* [Task instructions]: From the first line through the line containing "distant tree in", transcribe the records exactly and include no other lines.

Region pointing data
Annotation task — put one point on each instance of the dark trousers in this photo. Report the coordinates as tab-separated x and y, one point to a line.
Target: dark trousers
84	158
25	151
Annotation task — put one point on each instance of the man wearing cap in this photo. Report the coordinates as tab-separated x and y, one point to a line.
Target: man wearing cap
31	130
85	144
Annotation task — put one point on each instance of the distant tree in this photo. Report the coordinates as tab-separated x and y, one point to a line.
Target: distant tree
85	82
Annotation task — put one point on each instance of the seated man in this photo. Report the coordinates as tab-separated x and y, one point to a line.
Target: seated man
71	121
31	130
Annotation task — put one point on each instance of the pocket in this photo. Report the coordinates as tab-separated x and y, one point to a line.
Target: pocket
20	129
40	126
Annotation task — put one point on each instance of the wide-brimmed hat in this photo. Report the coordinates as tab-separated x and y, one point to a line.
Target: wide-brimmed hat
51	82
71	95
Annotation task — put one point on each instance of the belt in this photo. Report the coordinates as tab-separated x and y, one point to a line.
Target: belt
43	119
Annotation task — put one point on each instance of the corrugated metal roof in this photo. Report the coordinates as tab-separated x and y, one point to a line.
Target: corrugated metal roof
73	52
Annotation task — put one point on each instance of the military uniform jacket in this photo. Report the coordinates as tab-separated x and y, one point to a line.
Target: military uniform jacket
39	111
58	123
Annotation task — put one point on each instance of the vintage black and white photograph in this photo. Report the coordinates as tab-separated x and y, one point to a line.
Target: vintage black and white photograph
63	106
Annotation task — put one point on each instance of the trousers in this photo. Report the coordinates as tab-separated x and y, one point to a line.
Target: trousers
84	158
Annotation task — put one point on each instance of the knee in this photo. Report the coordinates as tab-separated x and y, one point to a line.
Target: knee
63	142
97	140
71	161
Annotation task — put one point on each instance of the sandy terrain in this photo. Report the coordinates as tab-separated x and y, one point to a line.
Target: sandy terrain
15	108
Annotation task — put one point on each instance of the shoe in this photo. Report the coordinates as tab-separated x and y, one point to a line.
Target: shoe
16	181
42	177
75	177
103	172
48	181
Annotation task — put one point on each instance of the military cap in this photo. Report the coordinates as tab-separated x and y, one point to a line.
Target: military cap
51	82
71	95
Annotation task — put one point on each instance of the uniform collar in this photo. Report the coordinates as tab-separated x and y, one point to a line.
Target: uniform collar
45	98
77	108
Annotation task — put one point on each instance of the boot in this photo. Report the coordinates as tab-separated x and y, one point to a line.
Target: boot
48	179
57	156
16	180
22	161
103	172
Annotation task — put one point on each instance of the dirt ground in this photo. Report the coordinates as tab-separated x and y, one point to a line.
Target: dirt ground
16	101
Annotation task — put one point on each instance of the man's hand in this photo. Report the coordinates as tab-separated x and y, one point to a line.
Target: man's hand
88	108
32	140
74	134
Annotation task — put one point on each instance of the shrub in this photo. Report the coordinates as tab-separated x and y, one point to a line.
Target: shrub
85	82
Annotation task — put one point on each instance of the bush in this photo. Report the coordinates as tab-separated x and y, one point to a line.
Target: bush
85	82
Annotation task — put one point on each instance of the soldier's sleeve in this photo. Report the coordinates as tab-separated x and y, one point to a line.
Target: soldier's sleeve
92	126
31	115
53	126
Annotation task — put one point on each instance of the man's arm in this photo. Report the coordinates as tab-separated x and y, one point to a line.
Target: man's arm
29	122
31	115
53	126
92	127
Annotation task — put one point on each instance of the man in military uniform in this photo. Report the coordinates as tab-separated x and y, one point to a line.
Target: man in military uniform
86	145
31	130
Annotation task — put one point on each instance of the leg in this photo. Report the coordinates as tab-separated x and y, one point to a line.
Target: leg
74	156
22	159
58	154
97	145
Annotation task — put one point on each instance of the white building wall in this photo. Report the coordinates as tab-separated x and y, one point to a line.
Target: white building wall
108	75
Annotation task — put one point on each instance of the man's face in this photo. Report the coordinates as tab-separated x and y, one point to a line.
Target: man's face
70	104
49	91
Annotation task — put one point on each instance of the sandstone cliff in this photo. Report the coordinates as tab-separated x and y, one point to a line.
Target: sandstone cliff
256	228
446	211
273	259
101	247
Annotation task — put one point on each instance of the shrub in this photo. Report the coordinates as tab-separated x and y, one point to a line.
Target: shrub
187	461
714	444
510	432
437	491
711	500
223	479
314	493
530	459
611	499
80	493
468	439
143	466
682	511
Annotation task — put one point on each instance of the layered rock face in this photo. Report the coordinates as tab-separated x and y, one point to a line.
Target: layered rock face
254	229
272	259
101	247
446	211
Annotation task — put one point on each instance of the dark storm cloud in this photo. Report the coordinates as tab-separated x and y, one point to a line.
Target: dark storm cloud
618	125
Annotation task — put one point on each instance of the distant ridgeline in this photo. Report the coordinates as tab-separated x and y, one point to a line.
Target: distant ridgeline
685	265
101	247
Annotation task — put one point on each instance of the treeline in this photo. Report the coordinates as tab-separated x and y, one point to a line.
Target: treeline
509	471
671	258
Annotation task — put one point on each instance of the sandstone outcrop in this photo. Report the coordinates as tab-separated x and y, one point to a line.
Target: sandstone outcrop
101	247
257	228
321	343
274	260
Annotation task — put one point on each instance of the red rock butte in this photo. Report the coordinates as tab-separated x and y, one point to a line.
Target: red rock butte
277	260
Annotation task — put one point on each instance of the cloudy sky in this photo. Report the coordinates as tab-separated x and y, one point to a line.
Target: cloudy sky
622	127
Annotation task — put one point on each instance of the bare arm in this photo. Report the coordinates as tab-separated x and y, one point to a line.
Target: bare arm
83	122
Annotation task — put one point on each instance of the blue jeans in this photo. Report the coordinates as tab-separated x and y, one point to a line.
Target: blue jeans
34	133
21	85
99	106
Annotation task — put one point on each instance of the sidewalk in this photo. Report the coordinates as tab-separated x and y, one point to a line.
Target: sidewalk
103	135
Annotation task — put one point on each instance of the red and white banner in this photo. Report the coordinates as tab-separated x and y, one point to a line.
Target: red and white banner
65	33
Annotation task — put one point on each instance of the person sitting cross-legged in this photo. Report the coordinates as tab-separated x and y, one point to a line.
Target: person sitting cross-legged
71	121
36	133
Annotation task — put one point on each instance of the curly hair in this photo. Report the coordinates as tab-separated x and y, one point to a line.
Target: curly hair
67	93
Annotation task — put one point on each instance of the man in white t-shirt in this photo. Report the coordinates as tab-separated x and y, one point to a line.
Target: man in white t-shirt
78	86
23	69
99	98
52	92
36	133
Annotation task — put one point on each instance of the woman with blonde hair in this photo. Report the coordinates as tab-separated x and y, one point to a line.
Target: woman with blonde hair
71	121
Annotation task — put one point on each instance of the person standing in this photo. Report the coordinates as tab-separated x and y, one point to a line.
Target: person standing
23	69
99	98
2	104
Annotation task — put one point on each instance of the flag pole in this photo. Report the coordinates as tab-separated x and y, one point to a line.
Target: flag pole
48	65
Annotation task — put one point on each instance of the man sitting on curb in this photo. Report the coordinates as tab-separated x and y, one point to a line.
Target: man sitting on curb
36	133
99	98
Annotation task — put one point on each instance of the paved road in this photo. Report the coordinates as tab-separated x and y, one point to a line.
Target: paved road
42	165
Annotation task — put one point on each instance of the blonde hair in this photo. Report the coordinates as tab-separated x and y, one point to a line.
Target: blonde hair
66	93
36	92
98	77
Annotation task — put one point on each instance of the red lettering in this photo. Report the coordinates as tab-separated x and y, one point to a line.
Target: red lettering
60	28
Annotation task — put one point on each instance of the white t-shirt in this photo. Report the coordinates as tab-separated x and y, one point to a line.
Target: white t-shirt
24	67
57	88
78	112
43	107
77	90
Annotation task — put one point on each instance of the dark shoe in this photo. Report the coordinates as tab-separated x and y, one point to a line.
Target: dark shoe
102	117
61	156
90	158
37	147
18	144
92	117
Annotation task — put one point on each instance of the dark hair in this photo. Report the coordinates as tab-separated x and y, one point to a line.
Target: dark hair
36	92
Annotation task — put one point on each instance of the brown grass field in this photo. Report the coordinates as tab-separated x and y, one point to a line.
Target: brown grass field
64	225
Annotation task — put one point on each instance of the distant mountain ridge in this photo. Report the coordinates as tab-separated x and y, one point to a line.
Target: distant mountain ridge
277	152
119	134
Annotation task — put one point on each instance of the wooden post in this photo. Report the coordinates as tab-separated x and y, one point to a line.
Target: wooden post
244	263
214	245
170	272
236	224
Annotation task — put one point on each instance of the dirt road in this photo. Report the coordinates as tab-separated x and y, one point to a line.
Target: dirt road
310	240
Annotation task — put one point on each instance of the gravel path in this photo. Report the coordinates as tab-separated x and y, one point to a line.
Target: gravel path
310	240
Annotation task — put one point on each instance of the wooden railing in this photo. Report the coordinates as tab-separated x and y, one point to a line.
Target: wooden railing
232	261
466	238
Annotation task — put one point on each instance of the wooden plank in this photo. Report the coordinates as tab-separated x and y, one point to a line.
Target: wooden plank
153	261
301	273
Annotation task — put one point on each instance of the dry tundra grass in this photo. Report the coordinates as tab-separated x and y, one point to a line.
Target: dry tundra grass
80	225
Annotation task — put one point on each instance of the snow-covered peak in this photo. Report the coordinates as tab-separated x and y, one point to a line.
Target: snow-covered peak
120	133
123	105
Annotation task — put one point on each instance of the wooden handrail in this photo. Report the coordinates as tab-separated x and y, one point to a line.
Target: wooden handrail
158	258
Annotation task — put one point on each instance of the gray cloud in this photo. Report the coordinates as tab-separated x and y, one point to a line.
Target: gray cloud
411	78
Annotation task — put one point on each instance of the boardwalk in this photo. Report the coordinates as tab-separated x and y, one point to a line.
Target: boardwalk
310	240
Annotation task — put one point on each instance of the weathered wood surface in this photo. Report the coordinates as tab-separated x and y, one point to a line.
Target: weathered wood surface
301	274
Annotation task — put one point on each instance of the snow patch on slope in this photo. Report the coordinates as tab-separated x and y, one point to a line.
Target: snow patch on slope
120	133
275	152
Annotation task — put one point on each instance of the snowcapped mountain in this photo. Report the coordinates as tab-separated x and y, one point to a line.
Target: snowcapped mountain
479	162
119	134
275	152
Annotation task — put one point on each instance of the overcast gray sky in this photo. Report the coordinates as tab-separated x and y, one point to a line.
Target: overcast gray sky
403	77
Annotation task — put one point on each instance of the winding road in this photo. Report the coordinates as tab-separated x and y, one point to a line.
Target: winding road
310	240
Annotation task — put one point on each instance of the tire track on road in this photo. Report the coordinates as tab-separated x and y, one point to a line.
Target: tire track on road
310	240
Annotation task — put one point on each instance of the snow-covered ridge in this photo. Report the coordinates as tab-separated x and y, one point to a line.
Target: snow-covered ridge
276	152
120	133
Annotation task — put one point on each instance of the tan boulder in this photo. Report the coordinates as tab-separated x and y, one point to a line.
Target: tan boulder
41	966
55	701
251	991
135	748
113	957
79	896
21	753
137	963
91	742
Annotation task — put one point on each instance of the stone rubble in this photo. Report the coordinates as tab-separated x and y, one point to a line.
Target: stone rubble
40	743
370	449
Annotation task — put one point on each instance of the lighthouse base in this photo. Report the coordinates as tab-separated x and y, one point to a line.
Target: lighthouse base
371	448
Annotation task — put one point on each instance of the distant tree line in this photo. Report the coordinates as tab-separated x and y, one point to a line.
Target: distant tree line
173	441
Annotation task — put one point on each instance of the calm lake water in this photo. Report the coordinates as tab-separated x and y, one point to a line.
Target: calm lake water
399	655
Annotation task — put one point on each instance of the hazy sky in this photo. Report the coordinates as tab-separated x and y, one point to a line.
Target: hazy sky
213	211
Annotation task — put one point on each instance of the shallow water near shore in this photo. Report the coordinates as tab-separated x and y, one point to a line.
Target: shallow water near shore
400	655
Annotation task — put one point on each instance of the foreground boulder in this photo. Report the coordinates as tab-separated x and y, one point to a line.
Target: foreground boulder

* [Output]:
Annotation task — put one point on each instance of the dark trousers in this photo. Report the coordinates as tab-separated x and y, one point to a line.
Target: dark trousers
84	158
25	151
Annotation task — put one point on each instance of the man wearing cap in this photo. Report the coordinates as tab-separated x and y, one point to a line.
Target: man wearing cap
31	130
85	144
Annotation task — put one point on each instance of the distant tree in this photo. Report the coordinates as tab-separated x and y, one point to a line.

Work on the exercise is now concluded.